**Sección del documento**:
Mismo punto de inflexión resulta ser para un protagonista –si es que se puede mencionarse como tal- en Cosas que no hacemos. Ñoño es un chico que de inmediato sobresale de entre la tropa de chamacos por ser de avanzada edad, este es discorde a las edades de los presentes con una pubertad latente, y conforme lo conocemos nos damos cuenta de que Ñoño es un homosexual con sueños de ir a buscar lo suyo, su identidad, abrazarla y de paso presentarlo a su familia. Es el líder de juegos de los demás pero a menudo por su condición y por dónde se encuentra, siempre está solo viendo al lago como su único compañero y testigo, o por lo menos eso era hasta la llegada del cine a su comunidad, que no sólo se proyecta, se termina haciendo aquí.
Hacia el final la película le ha otorgado fuerzas, y Ñoño en un momento toma las riendas de su destino encarando la realidad –su realidad- en un momento en donde la audiencia queda atónita y compartimos el decir de su director: Eres muy valiente.

**Datos mostrados**:
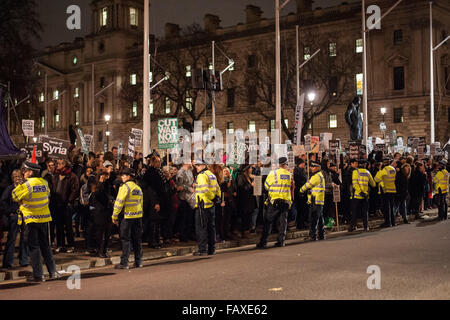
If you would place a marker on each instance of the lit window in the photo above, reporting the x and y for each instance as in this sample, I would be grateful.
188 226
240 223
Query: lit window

**Problema a resolver**: Prolonga el texto sobre Ñoño y la película Cosas que no hacemos a partir de su última oración.

**Respuesta del ejercicio**:
Cosas que no hacemos es un gran documental, uno que traspasa los sentidos de identidad dentro del género porque todo parece dramatizado –porque no podemos dar espacio a la credibilidad de que los niños simplemente sean así, simplemente no podemos- y bien podría prestarse a un debate sobre las intenciones de sus realizadores, pero captar esta inocencia que de pronto se desvanece y más en situaciones tan difíciles, es como presenciar a las luciérnagas durante una apacible noche de verano.